Rewrite all of the data below, substituting "outline" for every "polygon" and leaving everything else unchanged. Leave the pictures out of your answer.

============

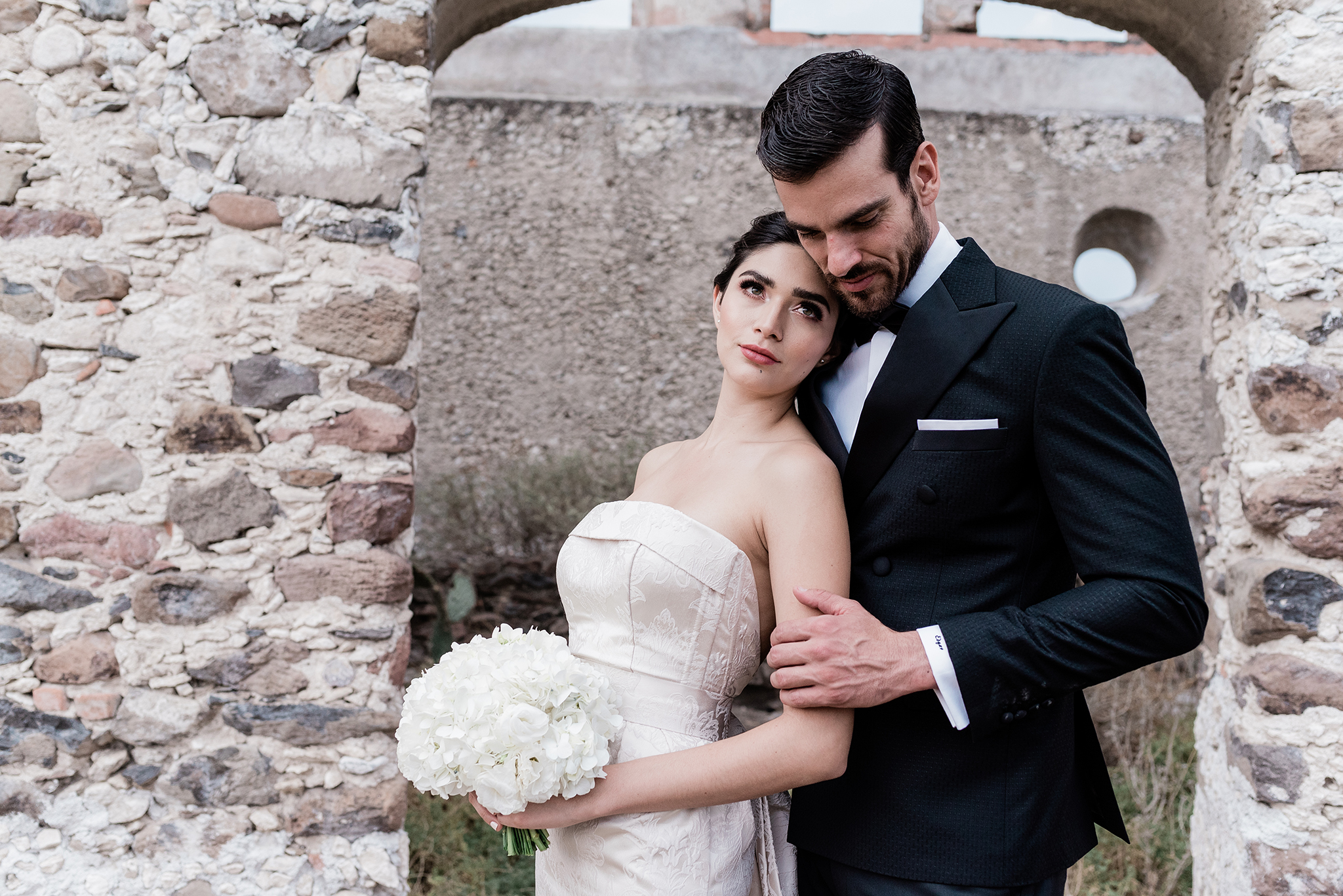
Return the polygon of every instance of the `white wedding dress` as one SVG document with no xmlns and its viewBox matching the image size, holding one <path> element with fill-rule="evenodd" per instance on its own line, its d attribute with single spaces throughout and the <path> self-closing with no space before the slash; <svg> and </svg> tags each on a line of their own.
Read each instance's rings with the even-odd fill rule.
<svg viewBox="0 0 1343 896">
<path fill-rule="evenodd" d="M 626 725 L 612 762 L 741 731 L 732 700 L 760 662 L 751 560 L 662 504 L 596 506 L 556 570 L 569 649 L 611 677 Z M 787 795 L 612 815 L 551 832 L 537 896 L 792 896 Z"/>
</svg>

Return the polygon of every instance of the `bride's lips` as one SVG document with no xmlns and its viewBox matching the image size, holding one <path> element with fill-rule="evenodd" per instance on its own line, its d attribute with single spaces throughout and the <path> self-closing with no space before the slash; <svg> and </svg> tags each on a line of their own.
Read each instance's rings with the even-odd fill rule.
<svg viewBox="0 0 1343 896">
<path fill-rule="evenodd" d="M 747 356 L 748 361 L 755 364 L 778 364 L 779 359 L 770 353 L 768 349 L 760 348 L 759 345 L 739 345 L 741 353 Z"/>
</svg>

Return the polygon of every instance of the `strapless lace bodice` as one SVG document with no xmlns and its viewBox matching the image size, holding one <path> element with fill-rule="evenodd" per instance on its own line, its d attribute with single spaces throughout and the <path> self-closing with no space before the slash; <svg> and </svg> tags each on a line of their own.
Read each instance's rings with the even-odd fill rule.
<svg viewBox="0 0 1343 896">
<path fill-rule="evenodd" d="M 751 560 L 724 535 L 662 504 L 596 506 L 556 567 L 569 649 L 620 693 L 615 762 L 740 731 L 732 700 L 760 664 Z M 786 797 L 602 818 L 555 832 L 537 896 L 787 896 Z"/>
</svg>

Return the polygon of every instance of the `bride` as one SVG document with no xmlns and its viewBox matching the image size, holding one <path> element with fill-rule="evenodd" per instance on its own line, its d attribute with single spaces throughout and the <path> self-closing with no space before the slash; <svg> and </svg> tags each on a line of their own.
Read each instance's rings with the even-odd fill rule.
<svg viewBox="0 0 1343 896">
<path fill-rule="evenodd" d="M 849 590 L 839 474 L 794 411 L 837 363 L 839 317 L 783 214 L 752 222 L 713 281 L 713 420 L 649 451 L 634 493 L 560 551 L 571 650 L 611 677 L 627 724 L 583 797 L 494 815 L 471 795 L 496 829 L 553 830 L 537 896 L 796 892 L 783 791 L 843 774 L 853 712 L 784 707 L 739 733 L 732 700 L 774 626 L 815 615 L 794 588 Z"/>
</svg>

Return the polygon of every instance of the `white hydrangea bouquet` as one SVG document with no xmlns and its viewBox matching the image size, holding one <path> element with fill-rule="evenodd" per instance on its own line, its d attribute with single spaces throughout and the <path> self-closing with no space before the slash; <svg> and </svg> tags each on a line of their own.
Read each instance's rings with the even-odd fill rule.
<svg viewBox="0 0 1343 896">
<path fill-rule="evenodd" d="M 502 625 L 454 643 L 411 682 L 396 728 L 402 774 L 447 799 L 475 791 L 508 815 L 592 790 L 623 720 L 611 682 L 564 638 Z M 544 830 L 504 829 L 509 856 L 549 846 Z"/>
</svg>

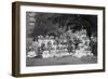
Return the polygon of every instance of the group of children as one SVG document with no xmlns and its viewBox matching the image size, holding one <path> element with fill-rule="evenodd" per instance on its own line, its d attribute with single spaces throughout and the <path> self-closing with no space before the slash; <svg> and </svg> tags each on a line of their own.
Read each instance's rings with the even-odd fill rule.
<svg viewBox="0 0 108 79">
<path fill-rule="evenodd" d="M 30 50 L 27 54 L 27 57 L 48 58 L 67 55 L 81 57 L 93 55 L 90 47 L 91 40 L 84 32 L 85 30 L 81 30 L 81 32 L 76 32 L 76 35 L 73 35 L 69 30 L 67 37 L 65 38 L 54 36 L 38 36 L 37 38 L 33 38 L 32 45 L 29 47 Z"/>
</svg>

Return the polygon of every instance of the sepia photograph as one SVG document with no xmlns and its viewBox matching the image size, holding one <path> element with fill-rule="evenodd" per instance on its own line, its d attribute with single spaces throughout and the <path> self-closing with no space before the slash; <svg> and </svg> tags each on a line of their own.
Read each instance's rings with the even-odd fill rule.
<svg viewBox="0 0 108 79">
<path fill-rule="evenodd" d="M 26 66 L 97 63 L 97 15 L 26 12 Z"/>
<path fill-rule="evenodd" d="M 105 8 L 14 2 L 12 75 L 105 71 Z"/>
</svg>

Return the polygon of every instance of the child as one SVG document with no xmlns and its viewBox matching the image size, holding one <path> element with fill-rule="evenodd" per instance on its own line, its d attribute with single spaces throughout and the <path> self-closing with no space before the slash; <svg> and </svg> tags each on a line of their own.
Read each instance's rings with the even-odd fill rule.
<svg viewBox="0 0 108 79">
<path fill-rule="evenodd" d="M 36 56 L 37 54 L 35 53 L 35 50 L 30 47 L 27 57 L 36 57 Z"/>
</svg>

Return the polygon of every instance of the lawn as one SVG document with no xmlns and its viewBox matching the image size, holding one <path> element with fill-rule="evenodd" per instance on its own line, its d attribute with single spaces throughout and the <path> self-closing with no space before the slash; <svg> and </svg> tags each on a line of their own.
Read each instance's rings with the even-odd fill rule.
<svg viewBox="0 0 108 79">
<path fill-rule="evenodd" d="M 52 65 L 77 65 L 77 64 L 94 64 L 97 63 L 96 56 L 82 56 L 82 57 L 52 57 L 52 58 L 26 58 L 26 66 L 52 66 Z"/>
</svg>

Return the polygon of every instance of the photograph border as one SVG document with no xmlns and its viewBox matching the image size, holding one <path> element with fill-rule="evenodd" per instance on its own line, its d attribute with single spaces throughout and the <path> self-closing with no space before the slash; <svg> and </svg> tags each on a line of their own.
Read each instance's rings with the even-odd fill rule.
<svg viewBox="0 0 108 79">
<path fill-rule="evenodd" d="M 68 71 L 54 71 L 54 73 L 38 73 L 38 74 L 21 74 L 21 5 L 39 5 L 39 6 L 54 6 L 54 8 L 73 8 L 73 9 L 89 9 L 89 10 L 103 10 L 103 69 L 91 70 L 68 70 Z M 14 77 L 30 77 L 30 76 L 51 76 L 51 75 L 66 75 L 66 74 L 82 74 L 82 73 L 99 73 L 105 71 L 105 6 L 92 5 L 75 5 L 75 4 L 55 4 L 55 3 L 36 3 L 36 2 L 21 2 L 15 1 L 12 3 L 12 76 Z"/>
</svg>

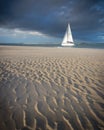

============

▶ **Answer to this problem**
Return the outline of every instance of the `white wedding dress` as one SVG document with no xmlns and its viewBox matching the image size, holding one <path> element with fill-rule="evenodd" per instance on its own line, its d attribute with single spaces throughout and the <path> self-closing with no space before the slash; <svg> and </svg> tags each on a line of their own.
Read each instance's rings with the even-odd fill rule.
<svg viewBox="0 0 1343 896">
<path fill-rule="evenodd" d="M 626 725 L 612 762 L 741 731 L 732 700 L 760 662 L 751 560 L 662 504 L 596 506 L 556 570 L 569 649 L 611 677 Z M 787 795 L 612 815 L 551 832 L 537 896 L 792 896 Z"/>
</svg>

Return the outline of every instance of the `bride's lips` as one SVG document with no xmlns and its viewBox matching the image size, holding one <path> element with fill-rule="evenodd" per instance on its own line, its d attribute with single spaces throughout and the <path> self-closing with no space before the slash; <svg> and </svg> tags each on a line of their own.
Read each instance's rings with the even-odd fill rule.
<svg viewBox="0 0 1343 896">
<path fill-rule="evenodd" d="M 747 356 L 748 361 L 755 364 L 778 364 L 779 359 L 770 353 L 768 349 L 760 348 L 759 345 L 739 345 L 741 353 Z"/>
</svg>

Return the outline of every instance of the `strapless lace bodice` as one SVG document with no xmlns and its viewBox matching the image size, holding one <path> element with fill-rule="evenodd" per instance on its own line, its d attribute with single spaces throughout and the <path> self-closing with no space before the slash; <svg> and </svg> tags each on a line of their own.
Read each instance's rings with the even-odd fill rule.
<svg viewBox="0 0 1343 896">
<path fill-rule="evenodd" d="M 751 560 L 724 535 L 662 504 L 596 506 L 556 567 L 569 649 L 620 693 L 615 762 L 740 731 L 732 700 L 760 664 Z M 786 797 L 602 818 L 555 832 L 537 896 L 787 896 Z"/>
</svg>

Return the outline of every instance of the `bride` as one SVG document with no xmlns and its viewBox matching the image size, holding one <path> element with fill-rule="evenodd" per instance on its own line, its d attribute with single spaces throughout and the <path> self-closing with no space before the slash; <svg> and </svg> tags each on a line of their own.
Read each instance's rings with the even-odd fill rule.
<svg viewBox="0 0 1343 896">
<path fill-rule="evenodd" d="M 849 590 L 839 474 L 794 411 L 837 363 L 839 317 L 783 214 L 752 222 L 713 281 L 713 420 L 649 451 L 634 493 L 560 551 L 571 650 L 611 677 L 627 724 L 583 797 L 494 815 L 471 795 L 496 829 L 553 830 L 537 896 L 796 892 L 783 791 L 843 774 L 853 712 L 784 707 L 739 733 L 732 700 L 774 626 L 815 615 L 794 588 Z"/>
</svg>

Return the outline of every instance of the `white hydrangea bouquet` as one SVG document with no xmlns and its viewBox matching the image size, holding one <path> element with fill-rule="evenodd" per instance on its own line, its d attribute with single spaces throughout and the <path> self-closing with no space before the slash; <svg> and </svg> tags each on a line of their own.
Read each instance's rings with the even-odd fill rule.
<svg viewBox="0 0 1343 896">
<path fill-rule="evenodd" d="M 502 625 L 454 643 L 411 682 L 396 728 L 402 774 L 447 799 L 475 791 L 508 815 L 592 790 L 623 720 L 611 682 L 564 638 Z M 544 830 L 504 829 L 509 856 L 549 846 Z"/>
</svg>

Return the outline of every instance of the group of children as one SVG document with no xmlns and its viewBox matching the image size, holding one <path> element with fill-rule="evenodd" per instance on its own line, its d attribute with single spaces throughout and the <path> self-closing with no space before the slash; <svg> and </svg> tags each on a line of their own.
Read each instance's rings with the even-odd fill rule.
<svg viewBox="0 0 108 79">
<path fill-rule="evenodd" d="M 30 50 L 27 54 L 27 57 L 48 58 L 67 55 L 81 57 L 93 55 L 90 47 L 91 40 L 84 32 L 85 30 L 81 30 L 81 32 L 76 32 L 76 35 L 73 35 L 69 30 L 67 37 L 65 38 L 54 36 L 38 36 L 37 38 L 33 38 L 32 45 L 29 47 Z"/>
</svg>

Return the outline of every instance of the sepia photograph as one SVG document with no xmlns and its viewBox matching the image size, holding one <path> element with fill-rule="evenodd" per instance on its own line, its d attribute with single spaces throughout and the <path> self-closing with no space before the slash; <svg> and </svg> tags each on a line of their own.
Read each instance's rings with the even-odd fill rule.
<svg viewBox="0 0 108 79">
<path fill-rule="evenodd" d="M 26 66 L 97 63 L 97 15 L 26 12 Z"/>
<path fill-rule="evenodd" d="M 105 8 L 14 2 L 12 75 L 105 71 Z"/>
</svg>

Return the outline of every instance of the child as one SVG document with no xmlns and its viewBox matching the image size, holding one <path> element with fill-rule="evenodd" per instance on its own line, its d attribute with single spaces throughout and the <path> self-closing with no space before the slash; <svg> and </svg> tags each on a line of their own.
Read each instance's rings with the even-odd fill rule.
<svg viewBox="0 0 108 79">
<path fill-rule="evenodd" d="M 36 56 L 37 54 L 35 53 L 35 50 L 30 47 L 27 57 L 36 57 Z"/>
</svg>

Return the outline of every instance of the lawn as one SVG document with no xmlns and its viewBox matching the image size, holding one <path> element with fill-rule="evenodd" per instance on its own line, its d attribute with single spaces throughout and the <path> self-closing with no space before the slash; <svg> and </svg> tags each on a line of their own.
Read each instance's rings with the even-odd fill rule.
<svg viewBox="0 0 108 79">
<path fill-rule="evenodd" d="M 52 65 L 77 65 L 77 64 L 94 64 L 97 63 L 96 56 L 82 56 L 82 57 L 52 57 L 52 58 L 26 58 L 26 66 L 52 66 Z"/>
</svg>

Return the outline of every instance of the photograph border as one SVG document with no xmlns and its viewBox matching the image size, holding one <path> element with fill-rule="evenodd" per instance on its own line, its d attribute with single spaces throughout and the <path> self-closing with no space before the slash; <svg> and </svg> tags each on a line of their own.
Read each instance's rings with the even-odd fill rule.
<svg viewBox="0 0 108 79">
<path fill-rule="evenodd" d="M 68 71 L 54 71 L 54 73 L 38 73 L 38 74 L 21 74 L 21 5 L 39 5 L 39 6 L 54 6 L 54 8 L 73 8 L 73 9 L 89 9 L 89 10 L 103 10 L 103 69 L 91 70 L 68 70 Z M 14 77 L 30 77 L 30 76 L 51 76 L 51 75 L 66 75 L 66 74 L 82 74 L 82 73 L 99 73 L 105 71 L 105 6 L 92 5 L 75 5 L 75 4 L 55 4 L 55 3 L 36 3 L 36 2 L 21 2 L 15 1 L 12 3 L 12 76 Z"/>
</svg>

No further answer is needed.